Stand-ins for Republican presidential candidate, former Massachusetts Gov. Mitt Romney, left, and President Barack Obama, right, run through a rehearsal with moderator Candy Crowley, back to camera, ahead of Tuesday's presidential debate, Monday, Oct. 15, 2012, at Hofstra University in Hempstead, N.Y. |
WILLIAMSBURG, Va.
(AP) -- With the economy showing some signs of improvement three
weeks before Election Day, President Barack Obama on Monday laid down a
full embrace of the economic record many Republicans say is his biggest
weakness.
The president's first act in this
critical campaign week was to announce a new battleground state
advertisement featuring voters discussing the ways their economic
conditions have improved during his term. The ad was hitting the
airwaves as Obama and Republican challenger Mitt Romney huddled in
intense preparation for their second debate as polls show a closely
fought campaign.
"This race is tied," Obama
said in an appeal to supporters asking them to donate at least $5 to his
re-election effort. He promised to be "fighting" for the election on
the debate stage Tuesday night - something many of his supporters
thought he did too little of in his first face-off with Romney.
Early
voting is under way in dozens of states, giving the candidates little
chance to recover from any slip-ups that come in these final days. Obama
has been trying to get his supporters to lock in their choice now, and
his campaign announced Monday that he and his wife, Michelle, would
become the first president and first lady to cast their ballots early.
Obama
planned to vote early during a visit to his home state of Illinois next
week, while Michelle Obama told a rally in Delaware, Ohio, that she
dropped her absentee ballot in the mail Monday. "For me, it was Election
Day," she said.
Even as polls show the race
tightening nationally and in battleground states, Obama's campaign aides
say they are encouraged by public and private surveys showing voters
growing more confident about the direction of the economy. Those trends
are behind the new 30-second spot the campaign is running in Colorado,
Iowa, Nevada and Virginia.
"Stick with this
guy," a gravelly voiced man says at the end of the commercial in a point
Obama hopes wavering voters will embrace. A second ad targeted at Ohio
voters features former astronaut and Sen. John Glenn touting Obama's
character and economic record.
Aides argue
that some voters got a psychological boost when the unemployment rate
fell below 8 percent last month for the first time since Obama's
inauguration. But the campaign says it puts more stock in economic
indicators showing an increase in consumer confidence and retail
spending, which indicate shifts in voter behavior.
Retail
sales rose 1.1 percent last month, the Commerce Department said Monday.
That followed a 1.2 percent increase in August, which was revised
slightly higher. Both were the largest gains since October 2010.
Still,
with millions of Americans still out of work, the campaign is trying to
walk a fine line between touting economic gains and acknowledging that
many voters are still struggling.
GOP vice
presidential nominee Paul Ryan lambasted Obama's handling of the deficit
during an appearance Monday in Ryan's home state of Wisconsin. He
pointed to a digital scoreboard his campaign set up at the far end of
Carroll University's field house that tracked the growth of the nation's
deficit in real time.

SET EXERCISE A → State how many lines of the entries below contain the string "person", giving only the number.

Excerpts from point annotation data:
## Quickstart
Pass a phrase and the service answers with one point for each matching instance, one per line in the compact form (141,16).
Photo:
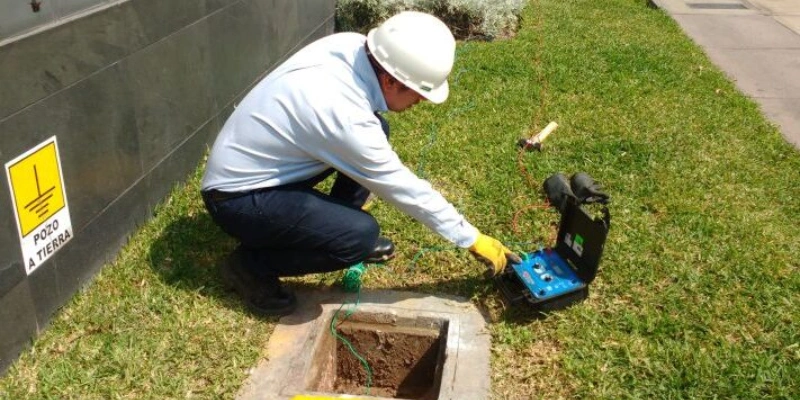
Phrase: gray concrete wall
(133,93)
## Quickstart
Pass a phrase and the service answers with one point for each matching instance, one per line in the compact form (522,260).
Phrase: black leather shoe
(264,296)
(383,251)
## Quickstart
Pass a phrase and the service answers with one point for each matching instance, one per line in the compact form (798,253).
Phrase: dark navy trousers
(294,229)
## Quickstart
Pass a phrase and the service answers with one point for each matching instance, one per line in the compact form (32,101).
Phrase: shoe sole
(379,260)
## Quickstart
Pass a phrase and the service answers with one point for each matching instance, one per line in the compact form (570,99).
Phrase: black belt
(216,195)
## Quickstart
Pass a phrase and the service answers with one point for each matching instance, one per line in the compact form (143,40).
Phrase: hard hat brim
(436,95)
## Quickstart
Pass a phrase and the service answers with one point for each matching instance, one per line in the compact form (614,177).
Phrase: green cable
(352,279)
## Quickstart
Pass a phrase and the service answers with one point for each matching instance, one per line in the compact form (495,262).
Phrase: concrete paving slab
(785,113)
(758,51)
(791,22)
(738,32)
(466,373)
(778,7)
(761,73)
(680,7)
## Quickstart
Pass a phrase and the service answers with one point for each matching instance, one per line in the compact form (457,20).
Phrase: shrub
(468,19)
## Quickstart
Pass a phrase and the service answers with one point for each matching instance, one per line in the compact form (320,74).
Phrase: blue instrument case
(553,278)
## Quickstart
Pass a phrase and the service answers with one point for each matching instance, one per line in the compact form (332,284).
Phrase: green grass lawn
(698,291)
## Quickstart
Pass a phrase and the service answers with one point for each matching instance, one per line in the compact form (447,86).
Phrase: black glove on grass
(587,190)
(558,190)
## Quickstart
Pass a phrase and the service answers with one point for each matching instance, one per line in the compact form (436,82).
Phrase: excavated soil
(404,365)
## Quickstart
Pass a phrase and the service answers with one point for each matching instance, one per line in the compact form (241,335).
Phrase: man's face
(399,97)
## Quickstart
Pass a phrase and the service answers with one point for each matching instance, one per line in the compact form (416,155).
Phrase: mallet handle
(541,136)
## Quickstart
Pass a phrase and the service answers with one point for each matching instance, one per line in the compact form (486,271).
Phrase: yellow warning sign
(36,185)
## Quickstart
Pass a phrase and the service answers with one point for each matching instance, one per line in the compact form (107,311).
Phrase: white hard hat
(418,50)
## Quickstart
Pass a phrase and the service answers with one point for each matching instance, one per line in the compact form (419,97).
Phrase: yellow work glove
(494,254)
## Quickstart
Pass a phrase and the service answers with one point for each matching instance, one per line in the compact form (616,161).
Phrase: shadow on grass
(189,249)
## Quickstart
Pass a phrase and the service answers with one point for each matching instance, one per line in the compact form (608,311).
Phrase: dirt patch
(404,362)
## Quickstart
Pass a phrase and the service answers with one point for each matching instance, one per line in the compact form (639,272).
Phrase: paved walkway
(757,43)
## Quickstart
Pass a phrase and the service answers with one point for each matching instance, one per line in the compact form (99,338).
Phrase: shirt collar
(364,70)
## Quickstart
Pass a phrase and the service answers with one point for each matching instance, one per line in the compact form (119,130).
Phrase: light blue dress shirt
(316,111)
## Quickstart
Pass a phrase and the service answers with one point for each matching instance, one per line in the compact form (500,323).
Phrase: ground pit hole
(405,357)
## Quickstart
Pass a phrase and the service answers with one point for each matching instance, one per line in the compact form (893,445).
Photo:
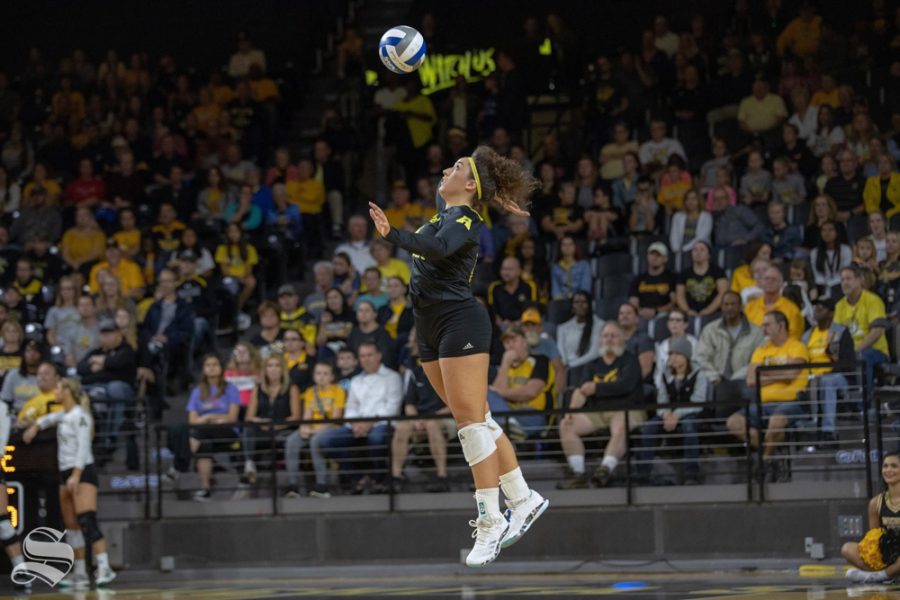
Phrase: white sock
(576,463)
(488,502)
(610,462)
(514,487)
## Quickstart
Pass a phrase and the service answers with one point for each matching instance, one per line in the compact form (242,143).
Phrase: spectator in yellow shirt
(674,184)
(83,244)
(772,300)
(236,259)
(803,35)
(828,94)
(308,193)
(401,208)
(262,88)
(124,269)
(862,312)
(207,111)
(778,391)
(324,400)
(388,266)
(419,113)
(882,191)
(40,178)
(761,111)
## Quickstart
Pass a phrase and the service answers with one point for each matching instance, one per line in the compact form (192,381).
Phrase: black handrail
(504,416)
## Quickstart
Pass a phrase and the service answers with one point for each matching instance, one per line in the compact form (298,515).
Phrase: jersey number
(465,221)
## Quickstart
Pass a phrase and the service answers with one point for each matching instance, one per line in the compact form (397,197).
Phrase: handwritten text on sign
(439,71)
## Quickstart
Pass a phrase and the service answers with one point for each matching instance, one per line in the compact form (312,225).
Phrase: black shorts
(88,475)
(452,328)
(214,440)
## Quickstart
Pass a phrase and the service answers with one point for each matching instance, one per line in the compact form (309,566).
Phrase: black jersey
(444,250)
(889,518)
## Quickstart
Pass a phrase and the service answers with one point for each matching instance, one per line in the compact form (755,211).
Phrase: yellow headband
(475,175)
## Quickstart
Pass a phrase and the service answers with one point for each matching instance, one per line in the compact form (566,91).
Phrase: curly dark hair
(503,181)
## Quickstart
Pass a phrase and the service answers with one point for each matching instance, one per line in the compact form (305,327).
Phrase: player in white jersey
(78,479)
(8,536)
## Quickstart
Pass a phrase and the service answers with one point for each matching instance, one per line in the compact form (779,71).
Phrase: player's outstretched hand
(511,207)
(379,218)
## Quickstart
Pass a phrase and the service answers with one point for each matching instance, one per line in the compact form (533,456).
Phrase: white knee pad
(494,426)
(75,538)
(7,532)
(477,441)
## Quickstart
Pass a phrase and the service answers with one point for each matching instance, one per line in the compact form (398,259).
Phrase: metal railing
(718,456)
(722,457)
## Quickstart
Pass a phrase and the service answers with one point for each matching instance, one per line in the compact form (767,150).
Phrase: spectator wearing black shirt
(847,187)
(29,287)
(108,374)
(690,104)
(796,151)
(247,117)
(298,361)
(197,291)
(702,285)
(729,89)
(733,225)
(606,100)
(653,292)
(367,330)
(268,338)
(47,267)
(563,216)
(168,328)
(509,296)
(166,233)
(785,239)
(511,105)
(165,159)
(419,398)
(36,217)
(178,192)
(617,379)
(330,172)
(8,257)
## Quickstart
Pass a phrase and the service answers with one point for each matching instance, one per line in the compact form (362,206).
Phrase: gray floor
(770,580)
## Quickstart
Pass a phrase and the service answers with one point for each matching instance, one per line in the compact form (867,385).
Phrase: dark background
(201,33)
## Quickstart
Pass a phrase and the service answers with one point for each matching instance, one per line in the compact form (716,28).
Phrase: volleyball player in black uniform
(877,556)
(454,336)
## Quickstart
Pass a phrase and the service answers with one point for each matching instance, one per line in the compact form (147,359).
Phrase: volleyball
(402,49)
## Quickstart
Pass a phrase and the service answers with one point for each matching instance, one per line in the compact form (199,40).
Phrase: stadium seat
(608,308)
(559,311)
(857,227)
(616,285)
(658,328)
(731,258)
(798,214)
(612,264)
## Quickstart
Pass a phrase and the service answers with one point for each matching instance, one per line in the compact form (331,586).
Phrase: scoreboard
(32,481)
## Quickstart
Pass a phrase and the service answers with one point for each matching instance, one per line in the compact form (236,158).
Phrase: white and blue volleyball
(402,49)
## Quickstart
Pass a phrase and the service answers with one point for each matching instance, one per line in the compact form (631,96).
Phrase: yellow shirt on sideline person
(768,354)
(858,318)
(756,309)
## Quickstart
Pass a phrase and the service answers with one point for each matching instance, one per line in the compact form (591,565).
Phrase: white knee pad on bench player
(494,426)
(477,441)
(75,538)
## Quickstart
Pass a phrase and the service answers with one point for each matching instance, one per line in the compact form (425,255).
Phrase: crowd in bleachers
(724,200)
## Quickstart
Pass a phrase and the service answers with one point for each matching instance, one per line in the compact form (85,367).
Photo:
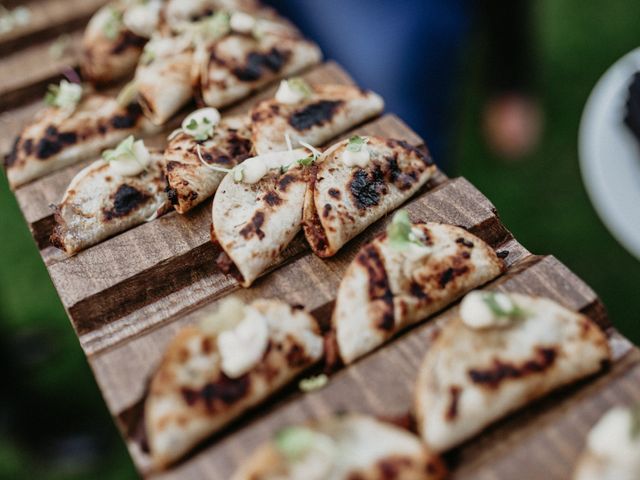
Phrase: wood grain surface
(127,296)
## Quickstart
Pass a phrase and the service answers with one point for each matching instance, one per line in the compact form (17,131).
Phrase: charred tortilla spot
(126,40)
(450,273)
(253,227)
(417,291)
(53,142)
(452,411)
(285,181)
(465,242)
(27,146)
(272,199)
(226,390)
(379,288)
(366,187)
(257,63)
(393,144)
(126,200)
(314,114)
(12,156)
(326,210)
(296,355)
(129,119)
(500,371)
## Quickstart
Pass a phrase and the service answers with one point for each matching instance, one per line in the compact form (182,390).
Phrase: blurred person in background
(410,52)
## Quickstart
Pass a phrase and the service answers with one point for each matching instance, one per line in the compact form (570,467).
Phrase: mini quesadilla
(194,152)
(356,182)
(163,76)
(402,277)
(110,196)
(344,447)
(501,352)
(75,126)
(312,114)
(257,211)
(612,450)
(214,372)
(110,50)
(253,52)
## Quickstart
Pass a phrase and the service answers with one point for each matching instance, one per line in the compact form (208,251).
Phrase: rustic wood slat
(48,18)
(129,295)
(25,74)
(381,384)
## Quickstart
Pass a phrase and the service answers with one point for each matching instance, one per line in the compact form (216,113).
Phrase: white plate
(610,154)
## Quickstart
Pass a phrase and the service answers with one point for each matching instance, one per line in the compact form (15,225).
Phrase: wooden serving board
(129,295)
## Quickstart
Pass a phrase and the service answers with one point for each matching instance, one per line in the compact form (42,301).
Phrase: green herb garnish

SET EXERCISE B → Resume the news report on the 2012 presidential campaign above, beginning after its final sentence.

EXERCISE RESULT A → 2

EXERCISE RESULT B →
"Look at how fast those
numbers are running," Ryan said. "We know without a shred of doubt that
we have consigned the next generation to this path of debt."
He
acknowledged that Obama inherited "a tough situation" when he took
office but argued the president has only made things worse. He touted
Romney's plan to cut taxes by 20 percent across the board as the path
back to economic growth.
Obama campaign
spokeswoman Jennifer Psaki said the president would seek to run on his
economic record, not away from it, during Tuesday's debate.
"He
would be happy to spend the entire debate talking about their visions
for the middle class," Psaki told reporters gathered in Williamsburg,
Va., where Obama and his advisers were in the midst of an intense,
three-day "debate camp" at a golf resort.
Obama's
campaign, seeking to rebound from a dismal first debate, promised a
more energetic president would take the stage Tuesday at Hofstra
University in Hempstead, N.Y. Romney's team aimed to build on a
commanding opening debate that gave the Republican new life in a White
House race that had once appeared to be slipping away from him.
"The
debate was huge and we've seen our numbers move all across the
country," Romney's wife, Ann, said in an interview on Philadelphia radio
station WPHT. She talked about the larger crowds her husband has been
drawing in the aftermath of that first face-off. "That's what you call
momentum," she said.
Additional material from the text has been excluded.